▶ _WHAT THE TASK REQUIRES_: Repeat word for word, please, only the lines of the material from the one containing "the table top" through its final line, both ends included.

▶ _EXERCISE DATA_:
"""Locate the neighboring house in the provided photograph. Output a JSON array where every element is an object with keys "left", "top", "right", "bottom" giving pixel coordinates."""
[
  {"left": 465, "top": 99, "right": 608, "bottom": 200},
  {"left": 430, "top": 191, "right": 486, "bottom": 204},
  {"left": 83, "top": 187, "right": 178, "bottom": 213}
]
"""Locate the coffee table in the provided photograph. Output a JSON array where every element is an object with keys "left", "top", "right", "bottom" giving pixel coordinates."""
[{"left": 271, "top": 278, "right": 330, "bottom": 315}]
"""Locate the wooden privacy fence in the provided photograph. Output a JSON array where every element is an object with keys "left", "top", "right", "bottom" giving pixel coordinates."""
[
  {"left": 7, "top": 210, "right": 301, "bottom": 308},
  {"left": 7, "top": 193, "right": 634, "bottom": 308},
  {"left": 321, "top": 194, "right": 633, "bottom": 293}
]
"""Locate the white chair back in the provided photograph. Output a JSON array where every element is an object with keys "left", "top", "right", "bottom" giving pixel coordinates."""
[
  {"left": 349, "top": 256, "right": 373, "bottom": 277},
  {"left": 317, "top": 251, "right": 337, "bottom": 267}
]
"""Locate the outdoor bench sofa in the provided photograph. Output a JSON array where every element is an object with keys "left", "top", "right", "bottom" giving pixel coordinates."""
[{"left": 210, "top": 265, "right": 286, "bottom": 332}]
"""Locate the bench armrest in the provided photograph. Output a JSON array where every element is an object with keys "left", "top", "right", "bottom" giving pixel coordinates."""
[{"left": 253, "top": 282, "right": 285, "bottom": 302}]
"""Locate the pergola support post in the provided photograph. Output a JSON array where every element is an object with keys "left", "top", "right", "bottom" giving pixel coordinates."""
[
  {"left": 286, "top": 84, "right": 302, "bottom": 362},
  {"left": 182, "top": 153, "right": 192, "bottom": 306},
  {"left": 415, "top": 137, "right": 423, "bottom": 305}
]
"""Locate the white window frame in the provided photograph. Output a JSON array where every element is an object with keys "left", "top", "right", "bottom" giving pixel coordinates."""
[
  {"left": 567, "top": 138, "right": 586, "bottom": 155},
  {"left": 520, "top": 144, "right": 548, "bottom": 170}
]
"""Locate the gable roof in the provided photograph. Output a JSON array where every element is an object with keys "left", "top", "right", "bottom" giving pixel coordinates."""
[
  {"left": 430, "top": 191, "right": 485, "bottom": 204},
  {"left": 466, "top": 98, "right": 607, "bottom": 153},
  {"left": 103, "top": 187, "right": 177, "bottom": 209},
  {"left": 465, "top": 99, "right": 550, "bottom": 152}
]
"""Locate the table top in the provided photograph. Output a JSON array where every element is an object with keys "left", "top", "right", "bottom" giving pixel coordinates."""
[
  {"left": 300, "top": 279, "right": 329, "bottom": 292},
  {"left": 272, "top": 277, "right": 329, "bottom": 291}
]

▶ _THE ANSWER_:
"""Locate the table top in the provided photograph. Output a JSON array where every element is an object with keys "left", "top", "right", "bottom" giving pixel coordinates."""
[
  {"left": 300, "top": 279, "right": 329, "bottom": 292},
  {"left": 272, "top": 277, "right": 329, "bottom": 291}
]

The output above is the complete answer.